What to do: Write out every record below exactly as it appears.

--- START ---

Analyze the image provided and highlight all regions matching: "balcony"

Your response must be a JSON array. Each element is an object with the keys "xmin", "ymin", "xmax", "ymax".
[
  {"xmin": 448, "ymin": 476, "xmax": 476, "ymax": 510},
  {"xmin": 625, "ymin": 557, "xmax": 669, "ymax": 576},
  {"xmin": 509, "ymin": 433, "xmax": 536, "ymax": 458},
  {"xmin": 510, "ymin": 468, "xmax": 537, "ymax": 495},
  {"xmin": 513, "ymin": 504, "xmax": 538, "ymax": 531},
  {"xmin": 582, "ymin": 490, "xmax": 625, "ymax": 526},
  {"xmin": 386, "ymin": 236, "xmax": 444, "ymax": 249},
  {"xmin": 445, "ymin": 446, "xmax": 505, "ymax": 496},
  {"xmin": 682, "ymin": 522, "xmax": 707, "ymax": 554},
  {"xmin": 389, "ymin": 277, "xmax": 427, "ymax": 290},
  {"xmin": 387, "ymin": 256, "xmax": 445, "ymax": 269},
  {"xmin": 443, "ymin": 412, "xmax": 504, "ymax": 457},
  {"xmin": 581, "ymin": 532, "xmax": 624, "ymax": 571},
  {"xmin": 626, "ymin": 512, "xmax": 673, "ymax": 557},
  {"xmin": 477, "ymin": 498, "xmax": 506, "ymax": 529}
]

--- END ---

Response for this exercise:
Analyze the image provided and highlight all regions matching: "balcony"

Your response must be a JSON array. Each element is an object with the keys "xmin", "ymin", "xmax", "ymax".
[
  {"xmin": 448, "ymin": 476, "xmax": 476, "ymax": 510},
  {"xmin": 625, "ymin": 557, "xmax": 669, "ymax": 576},
  {"xmin": 509, "ymin": 433, "xmax": 536, "ymax": 458},
  {"xmin": 510, "ymin": 468, "xmax": 537, "ymax": 495},
  {"xmin": 513, "ymin": 504, "xmax": 538, "ymax": 531},
  {"xmin": 582, "ymin": 490, "xmax": 625, "ymax": 526},
  {"xmin": 386, "ymin": 236, "xmax": 444, "ymax": 249},
  {"xmin": 445, "ymin": 446, "xmax": 505, "ymax": 496},
  {"xmin": 682, "ymin": 522, "xmax": 707, "ymax": 554},
  {"xmin": 389, "ymin": 277, "xmax": 427, "ymax": 290},
  {"xmin": 387, "ymin": 256, "xmax": 445, "ymax": 269},
  {"xmin": 443, "ymin": 412, "xmax": 504, "ymax": 457},
  {"xmin": 581, "ymin": 532, "xmax": 624, "ymax": 571},
  {"xmin": 626, "ymin": 512, "xmax": 673, "ymax": 557},
  {"xmin": 477, "ymin": 498, "xmax": 506, "ymax": 529}
]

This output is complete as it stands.